The reply should hold every record, copied exactly.

___ Extracted records

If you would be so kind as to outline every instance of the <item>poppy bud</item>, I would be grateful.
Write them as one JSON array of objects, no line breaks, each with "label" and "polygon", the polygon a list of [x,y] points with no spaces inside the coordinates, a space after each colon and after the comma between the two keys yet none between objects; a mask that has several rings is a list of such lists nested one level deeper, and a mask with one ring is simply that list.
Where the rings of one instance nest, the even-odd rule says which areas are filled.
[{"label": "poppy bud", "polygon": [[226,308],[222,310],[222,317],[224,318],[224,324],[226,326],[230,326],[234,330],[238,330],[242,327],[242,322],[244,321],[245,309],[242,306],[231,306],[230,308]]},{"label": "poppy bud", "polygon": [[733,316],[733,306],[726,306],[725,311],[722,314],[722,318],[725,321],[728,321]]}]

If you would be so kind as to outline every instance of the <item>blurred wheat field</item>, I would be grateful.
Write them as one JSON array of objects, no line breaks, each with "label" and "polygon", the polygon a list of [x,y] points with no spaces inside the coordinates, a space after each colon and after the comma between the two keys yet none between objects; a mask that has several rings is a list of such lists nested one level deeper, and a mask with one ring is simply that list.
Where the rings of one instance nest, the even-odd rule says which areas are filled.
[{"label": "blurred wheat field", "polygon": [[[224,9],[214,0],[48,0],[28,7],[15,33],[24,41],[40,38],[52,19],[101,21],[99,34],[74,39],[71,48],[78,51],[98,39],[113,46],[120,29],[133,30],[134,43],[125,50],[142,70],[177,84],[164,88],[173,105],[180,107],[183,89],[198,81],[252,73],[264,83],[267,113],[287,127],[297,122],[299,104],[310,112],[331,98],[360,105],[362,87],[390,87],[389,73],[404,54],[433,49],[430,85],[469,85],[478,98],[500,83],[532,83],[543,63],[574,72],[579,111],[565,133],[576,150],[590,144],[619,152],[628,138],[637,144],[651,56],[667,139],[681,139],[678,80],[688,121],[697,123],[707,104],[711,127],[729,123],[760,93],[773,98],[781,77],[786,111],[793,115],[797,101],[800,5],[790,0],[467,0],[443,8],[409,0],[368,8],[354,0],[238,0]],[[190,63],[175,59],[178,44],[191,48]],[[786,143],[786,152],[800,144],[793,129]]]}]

______

**Task solution**.
If you would be so kind as to outline every instance of the <item>poppy bud</item>, I would be grateful.
Write them as one JSON array of objects, no line breaks, each with "label" and "polygon", the polygon a list of [x,y] points with no spaces inside the coordinates, a space after each colon and after the comma between the two keys yet none between objects; a mask that has several rings is a list of such lists nested one level deeper, and a mask with one ring is simply that list.
Where the rings of one instance nest, the even-odd rule says which areas are filled.
[{"label": "poppy bud", "polygon": [[226,308],[222,310],[222,317],[224,318],[224,324],[226,326],[230,326],[234,330],[238,330],[242,327],[242,322],[244,321],[245,309],[242,306],[231,306],[230,308]]},{"label": "poppy bud", "polygon": [[733,316],[733,306],[726,306],[725,311],[722,314],[722,318],[725,321],[728,321]]}]

If you would be so kind as to outline every instance of the <item>blurred wheat field</item>, I would be grateful.
Write them as one JSON array of objects, no line breaks, each with "label" and "polygon", the polygon a list of [x,y] points with no spaces inside the coordinates, a space after each colon and after the comma between the two keys yet none between objects; a mask that has several rings is a list of such lists nested one level deeper, and a mask with one ring is simply that list.
Where the rings of one instance nest, the even-odd rule says which areas are filled.
[{"label": "blurred wheat field", "polygon": [[[224,9],[214,0],[48,0],[28,7],[15,33],[24,41],[40,38],[52,19],[101,21],[99,34],[74,39],[71,48],[78,51],[98,39],[113,46],[120,29],[133,30],[134,43],[125,50],[142,70],[177,84],[164,88],[173,105],[180,107],[183,89],[198,81],[252,73],[264,83],[267,113],[287,127],[297,122],[299,104],[310,112],[331,98],[360,105],[362,87],[390,87],[389,73],[404,54],[433,49],[430,85],[469,85],[478,98],[500,83],[532,83],[543,63],[574,72],[579,111],[565,133],[576,150],[590,144],[619,152],[628,138],[637,144],[651,56],[667,139],[681,139],[678,80],[688,121],[697,123],[707,104],[711,127],[729,123],[760,93],[773,98],[781,77],[786,111],[793,115],[797,101],[800,5],[790,0],[467,0],[443,8],[409,0],[368,8],[354,0],[238,0]],[[190,63],[175,59],[178,44],[191,48]],[[786,143],[786,152],[800,144],[793,129]]]}]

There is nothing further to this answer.